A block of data
■ ■ ■ ■ ■

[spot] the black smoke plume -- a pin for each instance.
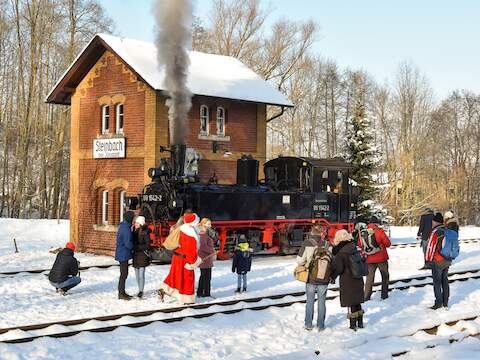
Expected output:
(174, 22)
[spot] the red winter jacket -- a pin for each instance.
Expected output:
(384, 242)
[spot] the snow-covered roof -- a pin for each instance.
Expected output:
(209, 74)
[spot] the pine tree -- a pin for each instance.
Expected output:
(363, 155)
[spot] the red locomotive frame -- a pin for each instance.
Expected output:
(270, 230)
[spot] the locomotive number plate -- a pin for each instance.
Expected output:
(322, 207)
(152, 198)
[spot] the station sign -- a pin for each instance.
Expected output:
(109, 148)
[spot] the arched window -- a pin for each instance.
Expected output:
(122, 204)
(105, 118)
(204, 115)
(119, 118)
(105, 207)
(220, 121)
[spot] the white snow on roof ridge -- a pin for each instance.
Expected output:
(209, 74)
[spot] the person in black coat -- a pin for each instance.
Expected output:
(242, 263)
(424, 231)
(351, 289)
(64, 273)
(141, 244)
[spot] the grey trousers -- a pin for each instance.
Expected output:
(372, 268)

■ ■ ■ ■ ■

(What you need to do): Set each line of the records down exactly, leaving every picture out.

(Worked solution):
[spot] the black smoke plume -- a pin for each instance.
Expected output:
(174, 22)
[spot] the red winter jacket -- a pin for each instance.
Expected output:
(384, 242)
[spot] the snow-covered roof -- a pin for each instance.
Expected output:
(209, 74)
[spot] the pine tree -- a pin for each instance.
Expected output:
(363, 155)
[spot] the red locomotive frame -- a pin for each instance.
Expected output:
(270, 230)
[spot] the locomotive number plate -- a pin for each instance.
Expected output:
(322, 207)
(152, 198)
[spot] the station sign -- a pin for each instance.
Expected output:
(109, 148)
[spot] the arched window -- a pin for each instance.
Expected output:
(122, 204)
(105, 118)
(204, 115)
(119, 118)
(105, 207)
(220, 121)
[spot] the white snow on roof ridge -- a pin for each instance.
Expected output:
(209, 74)
[spot] the person in black coat -- a pin for each instance.
Expected output:
(242, 263)
(424, 231)
(351, 289)
(64, 273)
(141, 244)
[spot] the grey trousers -- a pin for each instance.
Expected output:
(372, 268)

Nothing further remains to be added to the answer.